-- START Dataset entries --

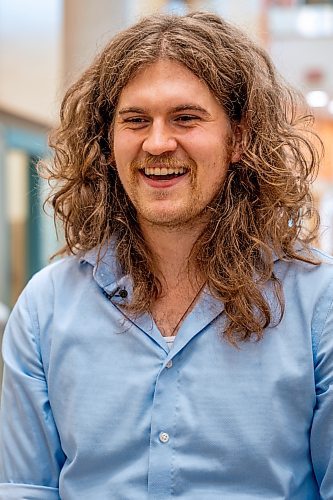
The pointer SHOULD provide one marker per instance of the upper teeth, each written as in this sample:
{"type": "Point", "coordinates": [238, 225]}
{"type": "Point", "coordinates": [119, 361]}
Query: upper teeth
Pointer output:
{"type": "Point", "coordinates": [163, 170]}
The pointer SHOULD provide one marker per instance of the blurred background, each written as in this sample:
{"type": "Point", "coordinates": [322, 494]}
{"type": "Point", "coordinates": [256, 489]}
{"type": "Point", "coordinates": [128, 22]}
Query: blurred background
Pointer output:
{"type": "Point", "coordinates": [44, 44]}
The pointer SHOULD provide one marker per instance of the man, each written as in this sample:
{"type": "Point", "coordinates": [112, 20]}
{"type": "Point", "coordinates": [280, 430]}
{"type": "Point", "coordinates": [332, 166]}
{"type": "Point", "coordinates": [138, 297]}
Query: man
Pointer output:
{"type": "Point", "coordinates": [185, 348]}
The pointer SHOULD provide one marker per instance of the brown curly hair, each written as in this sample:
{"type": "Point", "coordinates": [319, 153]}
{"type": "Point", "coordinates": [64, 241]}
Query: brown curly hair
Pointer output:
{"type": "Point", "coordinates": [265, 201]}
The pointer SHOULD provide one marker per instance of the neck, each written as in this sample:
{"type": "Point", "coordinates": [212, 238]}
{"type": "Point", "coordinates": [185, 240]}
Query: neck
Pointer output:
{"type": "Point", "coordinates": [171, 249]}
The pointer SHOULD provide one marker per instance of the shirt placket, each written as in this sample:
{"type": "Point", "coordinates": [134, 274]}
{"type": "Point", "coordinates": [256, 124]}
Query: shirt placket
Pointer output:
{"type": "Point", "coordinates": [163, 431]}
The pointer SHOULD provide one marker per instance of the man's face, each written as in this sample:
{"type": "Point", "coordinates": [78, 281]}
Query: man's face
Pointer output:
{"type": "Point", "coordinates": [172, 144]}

-- END Dataset entries --
-- START Dataset entries --

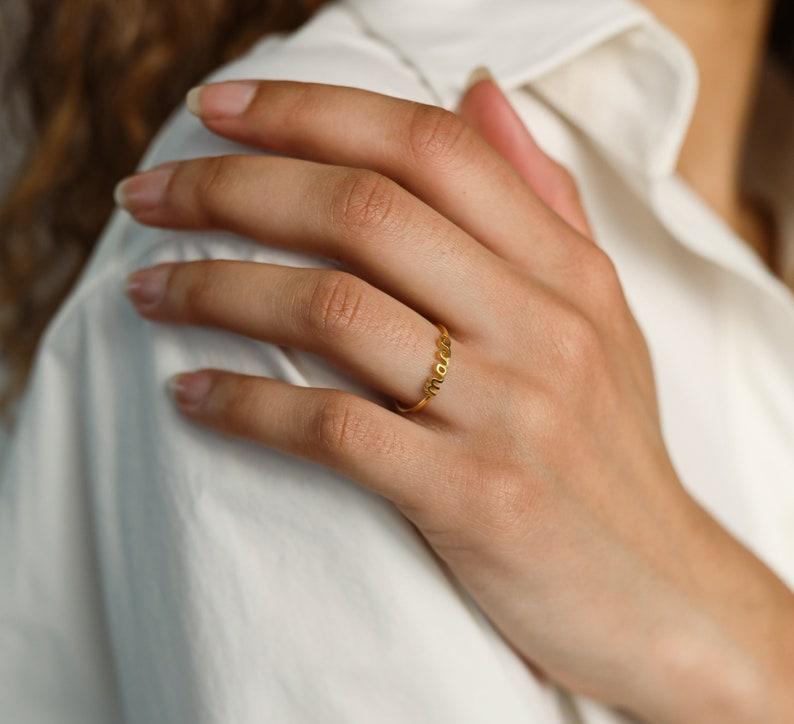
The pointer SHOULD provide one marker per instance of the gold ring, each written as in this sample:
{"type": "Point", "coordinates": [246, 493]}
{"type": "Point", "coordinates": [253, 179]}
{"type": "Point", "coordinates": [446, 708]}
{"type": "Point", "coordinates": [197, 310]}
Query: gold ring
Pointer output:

-- END Dataset entries --

_What the exercise asks_. Show each line of the material that contains the word "upper".

_Result for this exercise_.
The pointer SHOULD provide one marker per instance of the upper teeth, each written as in this sample:
Query: upper teeth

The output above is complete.